Referring expression data
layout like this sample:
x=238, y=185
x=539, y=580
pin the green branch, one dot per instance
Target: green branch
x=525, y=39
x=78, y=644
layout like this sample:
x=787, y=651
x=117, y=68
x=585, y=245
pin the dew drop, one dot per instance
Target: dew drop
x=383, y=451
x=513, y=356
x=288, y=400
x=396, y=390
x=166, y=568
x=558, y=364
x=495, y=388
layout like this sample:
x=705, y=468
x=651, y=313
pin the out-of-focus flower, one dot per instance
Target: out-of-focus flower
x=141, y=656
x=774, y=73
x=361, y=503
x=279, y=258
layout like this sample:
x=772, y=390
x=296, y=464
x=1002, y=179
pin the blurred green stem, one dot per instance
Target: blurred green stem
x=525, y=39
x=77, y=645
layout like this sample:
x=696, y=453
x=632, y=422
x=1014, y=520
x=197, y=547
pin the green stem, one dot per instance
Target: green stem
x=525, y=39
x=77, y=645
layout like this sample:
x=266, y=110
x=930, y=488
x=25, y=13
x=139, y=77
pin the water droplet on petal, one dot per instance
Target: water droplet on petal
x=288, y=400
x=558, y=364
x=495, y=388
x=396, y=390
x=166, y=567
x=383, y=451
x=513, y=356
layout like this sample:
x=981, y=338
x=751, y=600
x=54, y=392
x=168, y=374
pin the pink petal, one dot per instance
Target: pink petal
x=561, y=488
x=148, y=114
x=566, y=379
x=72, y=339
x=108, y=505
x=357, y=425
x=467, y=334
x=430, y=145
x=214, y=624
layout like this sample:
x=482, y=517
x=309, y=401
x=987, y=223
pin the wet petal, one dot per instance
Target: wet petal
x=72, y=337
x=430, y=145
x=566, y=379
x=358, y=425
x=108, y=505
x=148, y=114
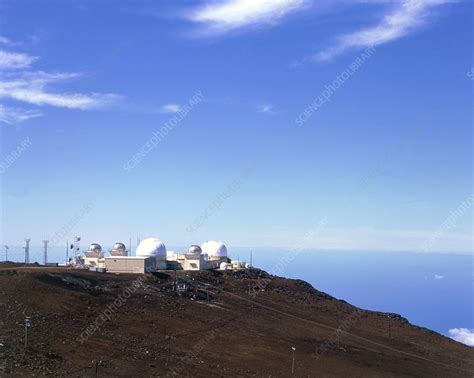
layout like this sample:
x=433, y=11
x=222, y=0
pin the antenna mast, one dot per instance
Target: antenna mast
x=45, y=255
x=27, y=251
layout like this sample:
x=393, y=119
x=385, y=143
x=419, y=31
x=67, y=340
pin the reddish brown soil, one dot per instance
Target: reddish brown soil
x=240, y=330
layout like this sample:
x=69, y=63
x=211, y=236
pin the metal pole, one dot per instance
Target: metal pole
x=45, y=257
x=26, y=333
x=293, y=361
x=175, y=279
x=27, y=251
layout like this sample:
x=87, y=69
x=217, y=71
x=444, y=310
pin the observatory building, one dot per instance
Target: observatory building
x=119, y=249
x=150, y=256
x=209, y=255
x=94, y=256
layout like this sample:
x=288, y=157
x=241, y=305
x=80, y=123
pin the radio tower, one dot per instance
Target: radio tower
x=45, y=256
x=27, y=251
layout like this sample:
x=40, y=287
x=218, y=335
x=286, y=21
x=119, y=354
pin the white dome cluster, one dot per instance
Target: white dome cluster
x=214, y=249
x=152, y=247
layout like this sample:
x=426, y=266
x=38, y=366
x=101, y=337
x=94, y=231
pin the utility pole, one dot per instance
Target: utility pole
x=27, y=325
x=293, y=361
x=27, y=251
x=45, y=255
x=175, y=280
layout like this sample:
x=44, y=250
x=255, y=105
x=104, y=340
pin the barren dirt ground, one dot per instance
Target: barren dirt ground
x=242, y=323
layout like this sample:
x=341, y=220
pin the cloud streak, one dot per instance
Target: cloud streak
x=19, y=84
x=13, y=61
x=14, y=115
x=230, y=15
x=170, y=108
x=403, y=19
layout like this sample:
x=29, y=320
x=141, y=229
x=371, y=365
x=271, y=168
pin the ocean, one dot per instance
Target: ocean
x=431, y=290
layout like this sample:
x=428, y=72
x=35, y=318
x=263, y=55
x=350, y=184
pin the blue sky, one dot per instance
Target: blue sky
x=385, y=160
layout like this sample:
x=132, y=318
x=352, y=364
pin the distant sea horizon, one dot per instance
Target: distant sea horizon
x=429, y=289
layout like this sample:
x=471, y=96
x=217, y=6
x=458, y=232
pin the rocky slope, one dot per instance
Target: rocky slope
x=218, y=324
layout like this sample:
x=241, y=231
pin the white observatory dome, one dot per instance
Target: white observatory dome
x=195, y=250
x=152, y=247
x=119, y=246
x=214, y=249
x=94, y=247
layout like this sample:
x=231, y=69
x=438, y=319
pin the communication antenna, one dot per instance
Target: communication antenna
x=45, y=255
x=27, y=251
x=76, y=247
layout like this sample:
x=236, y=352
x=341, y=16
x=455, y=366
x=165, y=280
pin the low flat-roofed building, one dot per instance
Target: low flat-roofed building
x=130, y=264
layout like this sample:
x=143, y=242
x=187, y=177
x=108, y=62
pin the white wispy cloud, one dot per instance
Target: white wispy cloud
x=9, y=60
x=19, y=84
x=403, y=18
x=462, y=335
x=15, y=115
x=266, y=108
x=229, y=15
x=170, y=108
x=4, y=40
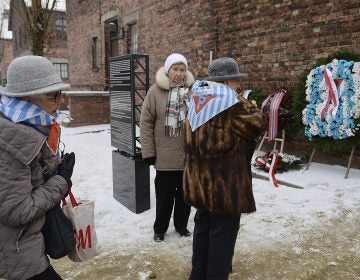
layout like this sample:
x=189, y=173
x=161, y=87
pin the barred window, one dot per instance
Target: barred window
x=61, y=29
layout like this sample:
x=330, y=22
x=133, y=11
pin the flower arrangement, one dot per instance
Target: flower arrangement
x=299, y=103
x=333, y=96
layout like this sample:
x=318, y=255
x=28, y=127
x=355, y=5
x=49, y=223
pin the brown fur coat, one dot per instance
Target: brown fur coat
x=217, y=174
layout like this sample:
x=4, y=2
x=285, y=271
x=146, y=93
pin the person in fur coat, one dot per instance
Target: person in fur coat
x=220, y=138
x=162, y=142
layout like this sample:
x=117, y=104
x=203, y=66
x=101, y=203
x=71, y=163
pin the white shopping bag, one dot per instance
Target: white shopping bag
x=81, y=216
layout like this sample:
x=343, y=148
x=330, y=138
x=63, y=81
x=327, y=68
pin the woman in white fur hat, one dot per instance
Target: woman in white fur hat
x=32, y=177
x=162, y=142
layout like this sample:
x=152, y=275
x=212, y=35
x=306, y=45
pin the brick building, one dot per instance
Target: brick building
x=274, y=40
x=6, y=54
x=56, y=51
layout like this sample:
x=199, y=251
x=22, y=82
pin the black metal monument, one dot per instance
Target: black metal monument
x=129, y=82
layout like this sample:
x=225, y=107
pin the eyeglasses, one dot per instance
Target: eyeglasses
x=56, y=96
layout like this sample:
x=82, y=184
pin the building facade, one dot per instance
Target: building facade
x=275, y=41
x=6, y=53
x=56, y=50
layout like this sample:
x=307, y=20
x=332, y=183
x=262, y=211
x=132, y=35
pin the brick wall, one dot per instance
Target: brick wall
x=88, y=108
x=276, y=41
x=5, y=58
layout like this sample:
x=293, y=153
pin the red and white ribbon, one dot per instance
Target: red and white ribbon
x=333, y=96
x=274, y=162
x=273, y=114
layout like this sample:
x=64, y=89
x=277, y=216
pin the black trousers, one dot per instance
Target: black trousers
x=169, y=191
x=213, y=245
x=47, y=274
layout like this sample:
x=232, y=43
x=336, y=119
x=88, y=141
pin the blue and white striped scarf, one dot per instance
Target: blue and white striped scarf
x=18, y=110
x=208, y=100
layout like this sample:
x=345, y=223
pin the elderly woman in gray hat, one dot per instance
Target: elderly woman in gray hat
x=219, y=143
x=32, y=177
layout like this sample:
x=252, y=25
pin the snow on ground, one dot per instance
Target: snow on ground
x=283, y=213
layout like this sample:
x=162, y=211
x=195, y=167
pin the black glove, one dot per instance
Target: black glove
x=150, y=160
x=65, y=168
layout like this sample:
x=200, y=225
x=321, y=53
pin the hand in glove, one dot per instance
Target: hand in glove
x=66, y=167
x=150, y=160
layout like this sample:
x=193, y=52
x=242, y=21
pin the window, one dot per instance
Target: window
x=62, y=70
x=94, y=51
x=133, y=38
x=61, y=29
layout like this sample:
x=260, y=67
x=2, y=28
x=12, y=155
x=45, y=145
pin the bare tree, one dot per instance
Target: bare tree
x=36, y=17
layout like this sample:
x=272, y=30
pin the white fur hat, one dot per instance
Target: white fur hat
x=174, y=58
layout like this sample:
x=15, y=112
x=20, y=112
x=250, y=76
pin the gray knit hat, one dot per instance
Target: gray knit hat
x=223, y=69
x=32, y=75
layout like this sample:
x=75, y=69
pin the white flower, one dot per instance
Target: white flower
x=356, y=67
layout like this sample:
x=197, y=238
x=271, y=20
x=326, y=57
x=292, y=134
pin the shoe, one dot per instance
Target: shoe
x=158, y=237
x=184, y=232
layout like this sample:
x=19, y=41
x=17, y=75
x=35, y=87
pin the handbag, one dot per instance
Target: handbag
x=58, y=233
x=82, y=217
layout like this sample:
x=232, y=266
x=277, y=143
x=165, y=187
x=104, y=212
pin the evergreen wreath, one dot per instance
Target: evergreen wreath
x=334, y=131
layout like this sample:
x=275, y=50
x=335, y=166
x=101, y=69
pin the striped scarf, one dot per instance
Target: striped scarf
x=18, y=110
x=208, y=100
x=176, y=111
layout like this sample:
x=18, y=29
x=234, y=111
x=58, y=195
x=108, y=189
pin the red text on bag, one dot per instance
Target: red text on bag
x=82, y=241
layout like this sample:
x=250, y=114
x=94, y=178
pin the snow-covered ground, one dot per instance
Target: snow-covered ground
x=284, y=215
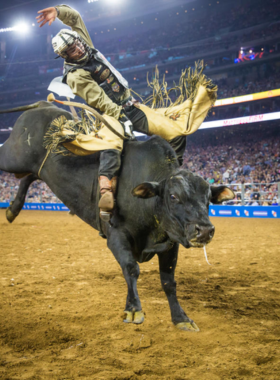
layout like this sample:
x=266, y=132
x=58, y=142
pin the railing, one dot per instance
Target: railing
x=255, y=194
x=247, y=194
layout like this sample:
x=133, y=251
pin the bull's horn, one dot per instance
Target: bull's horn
x=22, y=108
x=51, y=98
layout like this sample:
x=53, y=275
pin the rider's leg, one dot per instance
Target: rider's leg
x=110, y=162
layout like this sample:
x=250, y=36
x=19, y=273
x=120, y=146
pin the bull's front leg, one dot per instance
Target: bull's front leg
x=17, y=204
x=167, y=265
x=118, y=243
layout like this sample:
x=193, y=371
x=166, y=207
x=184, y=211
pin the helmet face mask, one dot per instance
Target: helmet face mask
x=76, y=51
x=69, y=45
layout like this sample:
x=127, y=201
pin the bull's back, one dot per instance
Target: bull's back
x=152, y=160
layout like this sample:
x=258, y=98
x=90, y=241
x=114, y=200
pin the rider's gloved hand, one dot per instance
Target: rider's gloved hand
x=127, y=125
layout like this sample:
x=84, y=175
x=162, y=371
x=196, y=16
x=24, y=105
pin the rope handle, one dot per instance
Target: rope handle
x=51, y=98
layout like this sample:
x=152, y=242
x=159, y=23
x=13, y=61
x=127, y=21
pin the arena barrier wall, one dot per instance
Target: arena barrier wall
x=245, y=211
x=222, y=211
x=40, y=206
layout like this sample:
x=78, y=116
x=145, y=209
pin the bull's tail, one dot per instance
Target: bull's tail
x=22, y=108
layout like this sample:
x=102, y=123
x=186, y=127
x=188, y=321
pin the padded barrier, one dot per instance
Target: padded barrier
x=221, y=211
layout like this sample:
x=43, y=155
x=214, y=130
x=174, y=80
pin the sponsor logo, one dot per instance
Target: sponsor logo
x=260, y=213
x=225, y=212
x=115, y=87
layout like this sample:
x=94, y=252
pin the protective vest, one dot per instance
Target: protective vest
x=102, y=72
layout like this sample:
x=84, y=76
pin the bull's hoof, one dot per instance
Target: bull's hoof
x=134, y=317
x=187, y=326
x=9, y=215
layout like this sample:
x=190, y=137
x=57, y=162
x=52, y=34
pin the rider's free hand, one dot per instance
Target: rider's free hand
x=46, y=15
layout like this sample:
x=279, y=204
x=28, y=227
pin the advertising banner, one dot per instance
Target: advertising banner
x=221, y=211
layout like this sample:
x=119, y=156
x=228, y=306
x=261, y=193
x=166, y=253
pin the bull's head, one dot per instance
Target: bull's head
x=183, y=206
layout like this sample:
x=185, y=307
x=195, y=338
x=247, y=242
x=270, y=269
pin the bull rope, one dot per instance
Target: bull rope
x=51, y=98
x=45, y=159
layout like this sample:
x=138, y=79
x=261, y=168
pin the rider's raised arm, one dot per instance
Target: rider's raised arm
x=72, y=18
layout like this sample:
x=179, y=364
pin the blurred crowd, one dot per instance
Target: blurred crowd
x=38, y=192
x=236, y=155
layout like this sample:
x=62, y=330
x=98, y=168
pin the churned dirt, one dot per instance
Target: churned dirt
x=62, y=295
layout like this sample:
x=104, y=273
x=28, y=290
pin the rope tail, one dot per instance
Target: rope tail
x=22, y=108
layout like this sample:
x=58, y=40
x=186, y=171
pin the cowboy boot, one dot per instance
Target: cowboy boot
x=106, y=202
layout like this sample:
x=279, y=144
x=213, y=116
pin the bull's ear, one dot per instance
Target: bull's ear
x=221, y=194
x=146, y=190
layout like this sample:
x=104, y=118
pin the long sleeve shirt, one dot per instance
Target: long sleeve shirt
x=81, y=81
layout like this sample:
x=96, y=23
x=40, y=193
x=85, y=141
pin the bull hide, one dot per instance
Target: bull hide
x=159, y=205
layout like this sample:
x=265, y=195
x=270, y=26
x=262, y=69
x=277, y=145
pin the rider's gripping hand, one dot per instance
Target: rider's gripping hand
x=47, y=15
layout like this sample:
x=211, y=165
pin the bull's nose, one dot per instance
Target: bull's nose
x=204, y=233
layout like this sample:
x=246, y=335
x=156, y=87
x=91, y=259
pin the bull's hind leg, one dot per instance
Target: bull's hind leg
x=15, y=207
x=167, y=265
x=120, y=246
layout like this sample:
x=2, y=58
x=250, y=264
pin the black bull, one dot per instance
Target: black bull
x=159, y=205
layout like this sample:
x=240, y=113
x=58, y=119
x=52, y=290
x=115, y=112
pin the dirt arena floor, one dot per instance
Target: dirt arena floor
x=63, y=295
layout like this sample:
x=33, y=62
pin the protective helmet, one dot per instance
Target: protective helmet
x=64, y=39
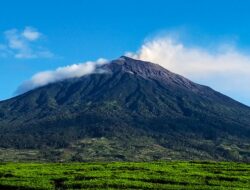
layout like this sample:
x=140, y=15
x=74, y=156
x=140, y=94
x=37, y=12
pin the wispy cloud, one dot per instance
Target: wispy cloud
x=224, y=67
x=61, y=73
x=23, y=44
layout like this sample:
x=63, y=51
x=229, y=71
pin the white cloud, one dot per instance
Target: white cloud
x=31, y=34
x=61, y=73
x=224, y=68
x=23, y=44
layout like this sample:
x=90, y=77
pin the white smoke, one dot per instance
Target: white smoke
x=225, y=68
x=61, y=73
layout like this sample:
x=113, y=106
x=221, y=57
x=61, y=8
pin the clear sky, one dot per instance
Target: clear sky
x=47, y=34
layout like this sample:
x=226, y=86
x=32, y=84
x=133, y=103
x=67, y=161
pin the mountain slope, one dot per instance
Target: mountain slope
x=135, y=110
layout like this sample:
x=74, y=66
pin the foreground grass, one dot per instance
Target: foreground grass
x=125, y=175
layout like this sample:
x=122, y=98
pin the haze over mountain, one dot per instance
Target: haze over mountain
x=134, y=110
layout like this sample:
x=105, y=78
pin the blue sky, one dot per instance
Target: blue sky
x=76, y=31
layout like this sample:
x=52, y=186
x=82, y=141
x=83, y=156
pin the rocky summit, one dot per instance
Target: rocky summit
x=133, y=111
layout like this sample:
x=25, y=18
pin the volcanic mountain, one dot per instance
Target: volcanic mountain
x=133, y=110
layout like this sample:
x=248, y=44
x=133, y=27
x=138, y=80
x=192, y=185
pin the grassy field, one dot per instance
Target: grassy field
x=125, y=175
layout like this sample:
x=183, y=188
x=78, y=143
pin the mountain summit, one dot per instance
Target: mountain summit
x=133, y=110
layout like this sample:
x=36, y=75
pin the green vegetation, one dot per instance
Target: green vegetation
x=125, y=175
x=137, y=111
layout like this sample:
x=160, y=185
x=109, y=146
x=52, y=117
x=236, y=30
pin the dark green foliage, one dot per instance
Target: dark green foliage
x=136, y=107
x=123, y=175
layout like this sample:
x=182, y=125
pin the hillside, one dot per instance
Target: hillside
x=135, y=110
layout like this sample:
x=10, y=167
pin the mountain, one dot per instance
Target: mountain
x=133, y=110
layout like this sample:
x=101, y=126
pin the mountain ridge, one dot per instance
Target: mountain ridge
x=131, y=103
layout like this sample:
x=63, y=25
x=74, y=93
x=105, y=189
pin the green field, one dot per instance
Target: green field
x=125, y=175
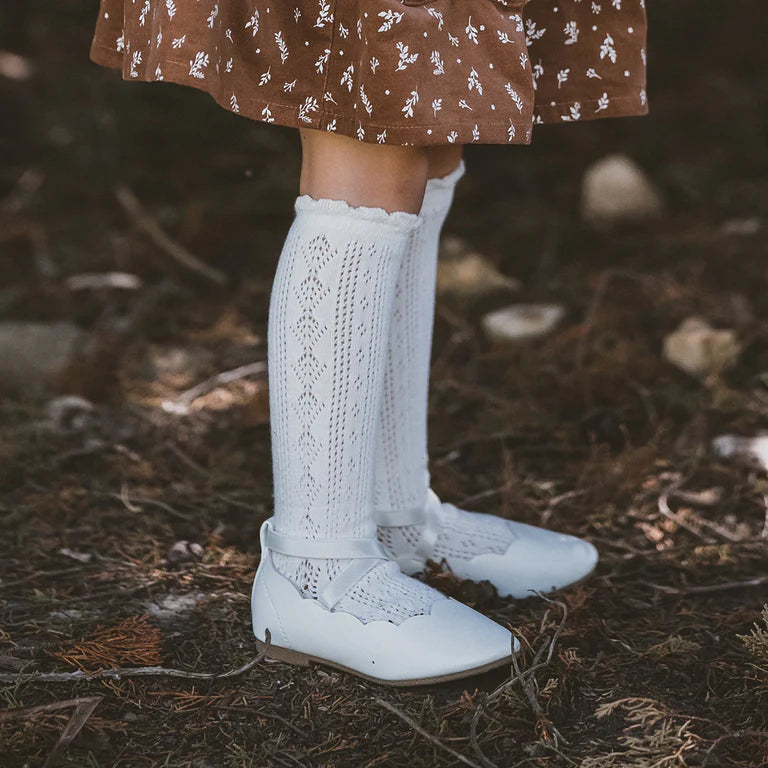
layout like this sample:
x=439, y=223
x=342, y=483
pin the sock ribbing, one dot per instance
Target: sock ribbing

* [Required action]:
A single figure is required: the number of lines above in which the word "sock" occurs.

* [Exercise solution]:
2